Aan dit voorbeeld zie je, wat onderzoek ook aantoont, dat eerst de kerkelijkheid er gewoon bij hoorde. Daarna is ze vanzelf weggeëbd. Wat mijzelf betreft: ik heb nog catechisatie gevolgd. Daarna ben ik tijdens de middelbare school op De Heuvel geweest. De Heuvel was het vormingswerkcentrum van de Hervormde gemeente van Rotterdam, vlak naast de Laurenskerk. Daar had je eerst ds. Schoch en daarna ds. Blaauwendraad. Daar werd je enorm gevormd. We lazen als 16- of 17-jarige bijvoorbeeld de antropologie van Pannenberg. We werden betrokken bij diensten in de Laurenskerk die heel goed bezocht werden. In die diensten was veel aandacht voor muziek en literatuur. Ik herinner me nog de voordracht van een monoloog uit T.S. Eliots Murder in the Cathedral.
Ik ben niet op Zuid naar de middelbare school geweest, zoals bijna al mijn klasgenoten en ook mijn vrouw Hetty [Zock, coach en emeritus hoogleraar Religie en Geestelijke Gezondheid, red.]. Mijn vader vond het beter dat ik naar het destijds al niet meer zo gereformeerde Marnix Gymnasium ging. Een school met tweehonderd leerlingen, waar veel nevenactiviteiten waren. Niet alleen grote avonden, maar ook een schaakvereniging. Het gedegen onderwijs in de klassieke talen lag verder terug in de tijd. Ik ben wat dat betreft het slachtoffer van de Mammoetwet, maar er was veel belangstelling voor cultuur op school. Blaauwendraad was onze godsdienstleraar. Sommige godsdienstleraren hadden het bij ons op school heel lastig. We lieten ons weinig gezeggen en schreven in het schoolblaadje raillerende stukken over ‘zwakke’ godsdienstleraren.

Opdracht A:
Schrijf het stuk uit het tekstgedeelte woord voor woord over, beginnend bij "Aan dit voorbeeld" en eindigend bij "in the Cathedral.".
De tekst en de gegevens hebben niets met elkaar te maken.

Gegevenslijst:
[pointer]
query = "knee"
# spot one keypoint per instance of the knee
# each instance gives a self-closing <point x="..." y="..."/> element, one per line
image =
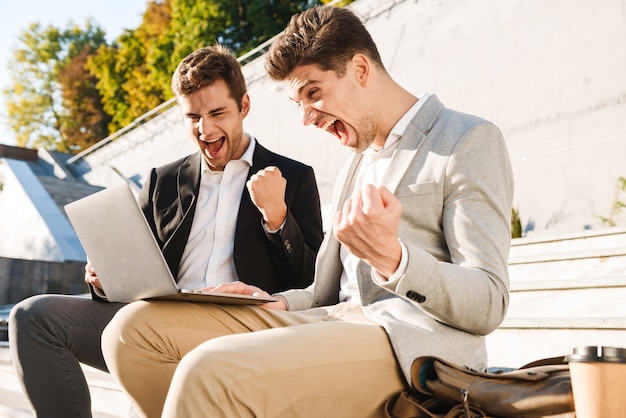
<point x="28" y="313"/>
<point x="120" y="332"/>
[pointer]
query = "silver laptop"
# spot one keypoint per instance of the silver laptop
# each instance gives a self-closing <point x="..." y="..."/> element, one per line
<point x="126" y="257"/>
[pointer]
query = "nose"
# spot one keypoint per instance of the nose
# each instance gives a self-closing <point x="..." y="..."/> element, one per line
<point x="307" y="114"/>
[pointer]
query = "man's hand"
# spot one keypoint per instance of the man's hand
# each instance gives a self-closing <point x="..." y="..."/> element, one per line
<point x="91" y="277"/>
<point x="267" y="190"/>
<point x="245" y="289"/>
<point x="368" y="227"/>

Opdracht B:
Verschuif de coördinaten in de antwoorden van alle gegevens door bij elk getal -25 op te tellen, en geef alle regels opnieuw, dus niet alleen de antwoorden. Laat de afbeeldingen daarbij weg.

Juiste antwoord A:
Aan dit voorbeeld zie je, wat onderzoek ook aantoont, dat eerst de kerkelijkheid er gewoon bij hoorde. Daarna is ze vanzelf weggeëbd. Wat mijzelf betreft: ik heb nog catechisatie gevolgd. Daarna ben ik tijdens de middelbare school op De Heuvel geweest. De Heuvel was het vormingswerkcentrum van de Hervormde gemeente van Rotterdam, vlak naast de Laurenskerk. Daar had je eerst ds. Schoch en daarna ds. Blaauwendraad. Daar werd je enorm gevormd. We lazen als 16- of 17-jarige bijvoorbeeld de antropologie van Pannenberg. We werden betrokken bij diensten in de Laurenskerk die heel goed bezocht werden. In die diensten was veel aandacht voor muziek en literatuur. Ik herinner me nog de voordracht van een monoloog uit T.S. Eliots Murder in the Cathedral.

Juiste antwoord B:
[pointer]
query = "knee"
# spot one keypoint per instance of the knee
# each instance gives a self-closing <point x="..." y="..."/> element, one per line
image =
<point x="3" y="288"/>
<point x="95" y="307"/>
[pointer]
query = "silver laptop"
# spot one keypoint per instance of the silver laptop
# each instance gives a self-closing <point x="..." y="..."/> element, one per line
<point x="101" y="232"/>
[pointer]
query = "nose"
# spot one keypoint per instance of the nose
# each instance gives a self-closing <point x="..." y="..."/> element, one per line
<point x="282" y="89"/>
[pointer]
query = "man's hand"
# spot one keypoint per instance of the man's hand
# each instance gives a self-closing <point x="..." y="..."/> element, one per line
<point x="66" y="252"/>
<point x="242" y="165"/>
<point x="220" y="264"/>
<point x="343" y="202"/>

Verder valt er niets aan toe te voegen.